● WHAT TO DO: Your task is to output the data exactly as it stands.

=== GIVEN ENTRIES ===

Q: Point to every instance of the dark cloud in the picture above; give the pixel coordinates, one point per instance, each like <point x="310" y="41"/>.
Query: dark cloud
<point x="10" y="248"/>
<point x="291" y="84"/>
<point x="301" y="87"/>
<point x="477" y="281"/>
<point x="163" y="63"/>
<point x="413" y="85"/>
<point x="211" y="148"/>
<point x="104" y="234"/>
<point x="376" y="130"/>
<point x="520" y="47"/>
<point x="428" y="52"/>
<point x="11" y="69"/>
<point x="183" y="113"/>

===

● TASK RESULT:
Q: Point to every instance of the dark cloud in the picture above; give the pixel coordinates, one point per instance, each like <point x="310" y="41"/>.
Query: dark cloud
<point x="10" y="248"/>
<point x="291" y="84"/>
<point x="301" y="87"/>
<point x="477" y="281"/>
<point x="163" y="63"/>
<point x="413" y="85"/>
<point x="211" y="148"/>
<point x="104" y="234"/>
<point x="376" y="130"/>
<point x="520" y="47"/>
<point x="428" y="52"/>
<point x="11" y="69"/>
<point x="183" y="113"/>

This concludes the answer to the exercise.